### 提供抜粋
アプリケーションプロトコル
インターネット上でクレジット決済を行うためのプロトコル仕様 (Secure Electronic Transactions) である. IBM が開発した iKP をベースとし,利用者,商店,クレジット会社の3者間プロトコルを規定している.認証機関 (CA) の利用を前提としている.
SET ではインターネットを介して接続された以下の通信手順を規定している.
- 顧客 (Cardholder)
買い手であり,インターネットを介して店舗と取引を行う.
- 店舗 (Merchant)
売り手であり,インターネットを介して顧客と取引を行う.
- 認証機関 (CA:Certification Authority)
顧客や店舗の申請する公開鍵データに認証をあたえる (正当であることを証明する証明書を発行する) 機関
- 支払いゲートウェイ (Payment Gateway)
Issuer (売り手の取引銀行又はそれに相当する機関) に対する与信依頼や,店舗に対する支払いサービス等の処理を行う.
SET におけるセキュリティ要件は次のとおりである.
- メッセージの暗号化による情報の秘匿
- ディジタル署名による支払いデータの改ざん防止
- 証明書の発行とディジタル署名による、顧客のアカウント情報の認証
- 証明書の発行とディジタル署名による、販売店の安全性の認証
- 標準仕様の採用による相互接続性確保
技術仕様として,以下の仕様が提示されている.
- Book 1 :Business Description
- Book 2 :Programmer's Guide
- Book 3 :Protocol Description
ワンタイムパスワード (OTP:One Time Password) は,パスワードを一度きりの使い捨てにし,認証が必要なシステムへアクセスするたびに毎回異なるパスワードを使うようにするものである.万一パスワードが盗み見られても,次回はそれを使わないので安全性が保たれる.
OTP の基本的な考え方は,あらかじめ認証し合う両者がパスワードの一覧表を持っておき,表中のパスワードを順番に使っていくというものである.実際には,表を持つ代わりにあらかじめ決められた規則に従って,双方でパスワードを生成して認証するようになっている. 具体的には,ユーザがホストにアクセスする場合,ホスト側からチャレンジと呼ばれる乱数値が送られる.ユーザは自分だけが知っているパスフレーズとチャレンジとを用いてある種の演算を行なった結果をホストに返す. ホストも,同じ演算を行なってパスワードを検証する.
- S/Key One Time Password
OTP を実現した最初のシステムが米国 Bellcore社が開発した S/KEYシステムで,次の RFC に仕様がある.
- RFC1760 (The S/KEY One-Time Password System)
S/KEY システムの基本的処理を以下に示す.
######
### 記録データ
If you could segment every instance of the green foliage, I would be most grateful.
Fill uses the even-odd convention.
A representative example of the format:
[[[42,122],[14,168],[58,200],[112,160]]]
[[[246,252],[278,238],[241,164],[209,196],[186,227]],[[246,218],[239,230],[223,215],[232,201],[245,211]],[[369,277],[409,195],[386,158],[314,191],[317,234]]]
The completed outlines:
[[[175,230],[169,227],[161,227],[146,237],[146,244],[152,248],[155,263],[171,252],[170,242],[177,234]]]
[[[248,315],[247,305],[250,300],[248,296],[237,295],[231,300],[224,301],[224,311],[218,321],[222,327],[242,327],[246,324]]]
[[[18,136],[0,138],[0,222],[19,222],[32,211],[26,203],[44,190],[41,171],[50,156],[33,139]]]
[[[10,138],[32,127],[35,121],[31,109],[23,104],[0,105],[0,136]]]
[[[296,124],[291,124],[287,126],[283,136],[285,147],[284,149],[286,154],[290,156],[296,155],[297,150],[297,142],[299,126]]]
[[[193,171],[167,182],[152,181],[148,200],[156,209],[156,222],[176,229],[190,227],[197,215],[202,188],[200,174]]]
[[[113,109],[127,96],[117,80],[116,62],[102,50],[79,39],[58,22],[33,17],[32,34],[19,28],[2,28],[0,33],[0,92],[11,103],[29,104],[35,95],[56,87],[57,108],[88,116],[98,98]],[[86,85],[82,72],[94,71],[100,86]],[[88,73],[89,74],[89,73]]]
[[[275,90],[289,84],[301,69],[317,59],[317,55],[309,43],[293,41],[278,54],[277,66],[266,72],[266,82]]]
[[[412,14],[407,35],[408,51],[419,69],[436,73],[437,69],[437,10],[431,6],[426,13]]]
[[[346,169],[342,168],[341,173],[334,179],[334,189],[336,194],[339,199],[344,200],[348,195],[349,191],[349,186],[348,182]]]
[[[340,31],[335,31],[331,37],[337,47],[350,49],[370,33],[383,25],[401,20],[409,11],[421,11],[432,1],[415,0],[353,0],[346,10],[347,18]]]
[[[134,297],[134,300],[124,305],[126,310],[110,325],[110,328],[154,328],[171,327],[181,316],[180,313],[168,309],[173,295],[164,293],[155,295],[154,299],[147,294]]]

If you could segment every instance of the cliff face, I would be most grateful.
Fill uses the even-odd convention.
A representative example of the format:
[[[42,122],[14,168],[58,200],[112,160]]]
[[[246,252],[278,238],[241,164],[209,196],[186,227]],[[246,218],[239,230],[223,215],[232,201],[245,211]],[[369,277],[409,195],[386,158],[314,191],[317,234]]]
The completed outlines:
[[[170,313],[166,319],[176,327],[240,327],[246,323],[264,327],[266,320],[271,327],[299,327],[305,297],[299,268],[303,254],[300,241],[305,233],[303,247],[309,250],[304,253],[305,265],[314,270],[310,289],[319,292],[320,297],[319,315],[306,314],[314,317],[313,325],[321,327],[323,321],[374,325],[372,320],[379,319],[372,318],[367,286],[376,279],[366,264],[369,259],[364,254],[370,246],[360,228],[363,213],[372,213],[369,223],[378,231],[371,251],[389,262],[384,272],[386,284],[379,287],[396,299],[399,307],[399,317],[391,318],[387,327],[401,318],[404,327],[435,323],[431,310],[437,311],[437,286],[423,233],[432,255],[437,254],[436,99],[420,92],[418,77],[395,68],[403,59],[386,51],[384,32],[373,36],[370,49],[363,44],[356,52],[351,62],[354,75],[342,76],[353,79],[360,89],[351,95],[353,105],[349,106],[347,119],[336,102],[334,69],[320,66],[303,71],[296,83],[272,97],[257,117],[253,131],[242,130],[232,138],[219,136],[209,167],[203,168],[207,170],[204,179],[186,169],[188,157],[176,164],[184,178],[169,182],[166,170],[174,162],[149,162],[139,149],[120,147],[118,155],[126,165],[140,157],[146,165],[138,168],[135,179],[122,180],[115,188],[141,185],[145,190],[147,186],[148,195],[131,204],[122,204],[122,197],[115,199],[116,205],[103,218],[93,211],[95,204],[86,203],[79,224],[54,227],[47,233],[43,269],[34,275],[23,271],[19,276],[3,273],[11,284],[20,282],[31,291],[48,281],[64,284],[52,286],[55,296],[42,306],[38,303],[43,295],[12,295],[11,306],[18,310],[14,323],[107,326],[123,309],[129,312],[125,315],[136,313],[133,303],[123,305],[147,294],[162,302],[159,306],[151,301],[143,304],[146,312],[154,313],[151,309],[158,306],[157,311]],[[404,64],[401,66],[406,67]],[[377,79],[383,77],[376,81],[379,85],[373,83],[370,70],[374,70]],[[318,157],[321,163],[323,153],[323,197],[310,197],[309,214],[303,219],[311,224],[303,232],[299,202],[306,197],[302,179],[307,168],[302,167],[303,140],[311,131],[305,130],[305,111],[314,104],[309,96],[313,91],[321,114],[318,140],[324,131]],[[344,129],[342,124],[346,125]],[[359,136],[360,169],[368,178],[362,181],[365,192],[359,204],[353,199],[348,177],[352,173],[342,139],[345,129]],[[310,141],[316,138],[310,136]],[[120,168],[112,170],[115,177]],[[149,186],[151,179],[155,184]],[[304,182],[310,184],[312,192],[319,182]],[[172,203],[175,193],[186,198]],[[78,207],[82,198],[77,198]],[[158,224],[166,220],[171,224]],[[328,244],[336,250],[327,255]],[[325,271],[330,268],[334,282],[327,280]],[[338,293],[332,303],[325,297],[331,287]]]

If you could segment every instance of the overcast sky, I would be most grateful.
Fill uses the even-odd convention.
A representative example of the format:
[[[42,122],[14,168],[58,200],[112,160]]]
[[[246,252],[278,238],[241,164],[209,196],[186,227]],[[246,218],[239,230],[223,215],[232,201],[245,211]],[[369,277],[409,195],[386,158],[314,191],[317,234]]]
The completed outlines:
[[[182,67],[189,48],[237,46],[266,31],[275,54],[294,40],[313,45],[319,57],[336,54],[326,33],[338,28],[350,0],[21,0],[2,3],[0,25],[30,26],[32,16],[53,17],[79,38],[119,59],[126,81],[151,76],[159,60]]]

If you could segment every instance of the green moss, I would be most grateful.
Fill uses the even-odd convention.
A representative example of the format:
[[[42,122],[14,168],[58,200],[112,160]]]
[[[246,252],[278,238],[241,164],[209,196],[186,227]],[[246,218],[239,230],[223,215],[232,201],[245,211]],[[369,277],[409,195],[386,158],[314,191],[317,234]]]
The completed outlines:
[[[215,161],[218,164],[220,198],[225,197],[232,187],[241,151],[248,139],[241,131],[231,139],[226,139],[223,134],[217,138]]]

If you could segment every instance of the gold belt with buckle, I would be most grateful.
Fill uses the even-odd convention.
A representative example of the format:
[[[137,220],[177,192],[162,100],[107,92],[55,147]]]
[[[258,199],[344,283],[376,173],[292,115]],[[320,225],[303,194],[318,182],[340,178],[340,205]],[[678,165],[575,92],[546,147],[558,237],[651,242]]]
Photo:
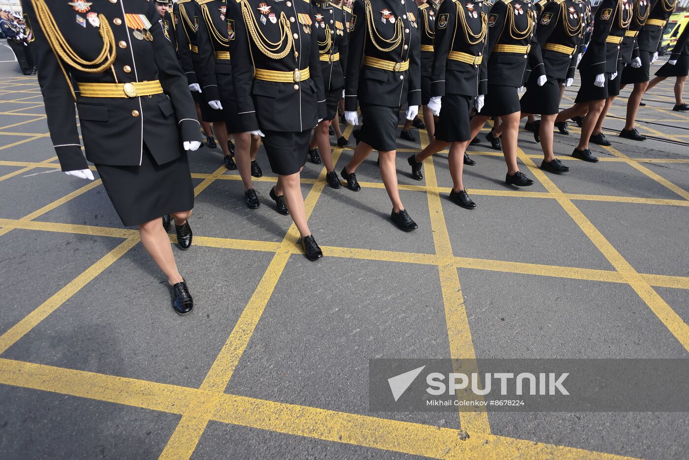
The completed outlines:
[[[295,69],[291,72],[282,72],[280,70],[266,70],[265,69],[256,69],[254,74],[257,80],[265,81],[276,81],[279,83],[297,83],[309,79],[311,74],[309,73],[309,68],[301,70]]]
[[[493,48],[498,52],[518,52],[520,54],[528,54],[531,50],[531,45],[495,45]]]
[[[393,62],[392,61],[385,61],[377,57],[367,56],[364,58],[364,65],[383,70],[392,70],[393,72],[404,72],[409,69],[409,59],[404,62]]]
[[[158,80],[132,83],[78,83],[82,97],[137,97],[163,92]]]
[[[340,60],[340,53],[336,52],[334,54],[321,54],[319,59],[323,62],[337,62]]]
[[[478,66],[483,61],[483,56],[474,56],[473,54],[462,52],[461,51],[451,51],[447,59],[452,59],[453,61],[459,61],[460,62],[466,62],[467,64],[473,64],[474,66]]]
[[[565,46],[564,45],[558,45],[557,43],[545,43],[543,46],[543,49],[550,50],[551,51],[557,51],[557,52],[561,52],[563,54],[569,54],[569,57],[571,57],[572,54],[574,54],[575,50],[577,48],[571,46]]]

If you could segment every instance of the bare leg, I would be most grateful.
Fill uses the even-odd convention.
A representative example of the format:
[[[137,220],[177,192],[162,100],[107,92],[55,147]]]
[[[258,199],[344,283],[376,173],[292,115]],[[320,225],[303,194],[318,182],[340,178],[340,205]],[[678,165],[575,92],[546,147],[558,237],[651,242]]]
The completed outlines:
[[[555,159],[553,152],[553,130],[555,126],[555,119],[557,114],[541,115],[541,129],[539,136],[541,138],[541,148],[543,149],[543,158],[550,163]]]
[[[378,158],[380,159],[380,177],[383,179],[388,197],[392,201],[392,210],[395,212],[399,212],[404,209],[404,207],[402,205],[402,200],[400,199],[400,190],[397,186],[397,167],[395,166],[395,150],[379,151]]]
[[[598,122],[598,116],[605,107],[606,99],[591,101],[588,103],[588,114],[584,119],[584,126],[582,126],[582,137],[579,138],[577,150],[584,150],[588,148],[588,139],[593,132],[593,128]]]
[[[507,174],[514,175],[519,170],[517,166],[517,138],[519,137],[520,112],[515,112],[501,117],[502,123],[502,154],[507,163]]]
[[[330,120],[321,120],[313,130],[313,137],[318,145],[318,150],[320,151],[320,158],[325,165],[327,172],[332,172],[333,156],[332,150],[330,148],[330,134],[328,134],[328,128],[330,128]],[[313,141],[311,141],[313,143]],[[311,147],[313,148],[313,147]]]
[[[639,112],[639,104],[641,103],[644,93],[646,92],[648,86],[648,81],[634,83],[634,90],[629,95],[629,101],[627,101],[627,121],[624,124],[624,129],[627,131],[634,129],[635,123],[637,121],[637,112]]]
[[[306,210],[304,209],[304,197],[300,187],[300,173],[295,172],[288,176],[278,176],[276,192],[279,187],[285,193],[285,204],[289,210],[289,215],[299,229],[299,234],[303,238],[311,234],[306,220]]]
[[[232,135],[234,137],[234,161],[246,191],[254,188],[251,182],[251,135],[248,132],[235,132]],[[225,145],[227,146],[227,143],[225,142]]]

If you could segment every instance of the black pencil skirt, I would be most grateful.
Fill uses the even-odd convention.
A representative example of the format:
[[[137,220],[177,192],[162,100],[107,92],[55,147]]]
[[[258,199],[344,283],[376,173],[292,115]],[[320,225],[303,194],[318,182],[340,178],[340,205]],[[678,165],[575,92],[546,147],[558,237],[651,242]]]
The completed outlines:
######
必須課題 A ▸
アプリケーションプロトコルの文章について、次の問いに答えてください。
(i) SET は IBM が開発したどのプロトコルをベースとしていますか。
(ii) 技術仕様のうち Book 3 の名称は何ですか。
(iii) OTP を実現した最初のシステムを開発したのはどこですか。
必須課題 B ▸ アプリケーションプロトコルの文章を、最後の文の後から書き継いでください。

演習結果 A ▸
(i) iKP
(ii) Protocol Description
(iii) 米国 Bellcore 社

演習結果 B ▸
- ユーザはあらかじめ n個の使い捨てパスワードを生成して S/KEYシステムに登録する.このパスワードは,次のように生成される.
- S/KEYシステムは,ユーザが指定したシークレットパスフレーズと任意に選択された種を結合した値に対して MD4ハッシュ関数を n回適用する. システムはこのハッシュの最終結果を S/KEYのパスワードデータベースに記録する. なお,MD4 の出力データは 128ビットであるが,この 128ビットを上位 64ビットと下位 64ビットに分け両者の排他的論理和を取った結果の 64ビットをパスワードにする.
- ユーザは,S/KEYシステムから n回のハッシュ計算における各回の結果を使い捨てパスワードとして取得する.これをプリンタに出力するなどしてその値を保管する (これは必ずしも出力する必要はなく,シークレットパスフレーズさえ記憶しておけば,システムから提示される種とからその都度コンピュータを用いて計算することもできる).
- ユーザがシステムに最初にログインするとき,(n-1)番目のパスワードの入力が要求される.ユーザは自分が保管する(あるいは計算した)パスワードを入力する.
- ユーザが入力した(n-1)番目のパスワードに対し,システムは MD4ハッシュ関数を1回適用する.この結果の値はパスワードが正しければシステムがパスワードデータベースに保持する n番目のパスワードに等しくなるので,ログインは正当と判断できる.このとき,システムはパスワードデータベースの値を入力された(n-1)番目のパスワードに置き換える.
- 2回目以降のログインでは,n-2番目, n-3番目, ...と一つづつ遡ったパスワードが要求され,同様に処理される.
S/KEYシステムを標準化させる動きとして次の RFC に仕様が提示されている.
- RFC2289 (A One-Time Password System)
ここでは,ハッシュアルゴリズムとしてMD5(必須)とSHA-1が追加され,MD4はオプション扱いになっている.パスフレーズは10~63文字のサポートが必須である. また,システム側から送られるチャレンジデータ(seed)は,1~16文字の空白を含まない英数字で大文字/小文字を区別しない(最終的には小文字に変換)ことが規定されている.
OTP をサポートするシステムには S/KEY の他に,NRL (US Naval Research Laboratory) が開発し配布している OPIE (One-time Passwords In Everything) がある.OPIE は S/KEY から派生したもので,ハッシュアルゴリズムとして MD4 の代わりに MD5 を用いているが,S/KEY とも互換性を持たせることもできる.
なお,OTP で使われるパスワードを計算するソフトウェアまたはハードウェアを OTP計算機と呼ぶ.チャレンジとパスフレーズを入力してパスワードを計算するもので,プログラムも幾つか流通している.
- 時刻同期タイプ方式
ユーザ (被認証側) にトークンと呼ばれるパスワード生成器をあらかじめ配布しておく.トークンには IC カードのようなもの,USB キーのようなもの,キーホルダーのような形をしているもの,インストールして使用するソフトウエア・タイプなど様々な形態がある. このトークンには,例えば 6 桁の数字が表示されていて,これが時刻の経過に伴って別の数字に切り替わるようになっている.この数字がパスワードである.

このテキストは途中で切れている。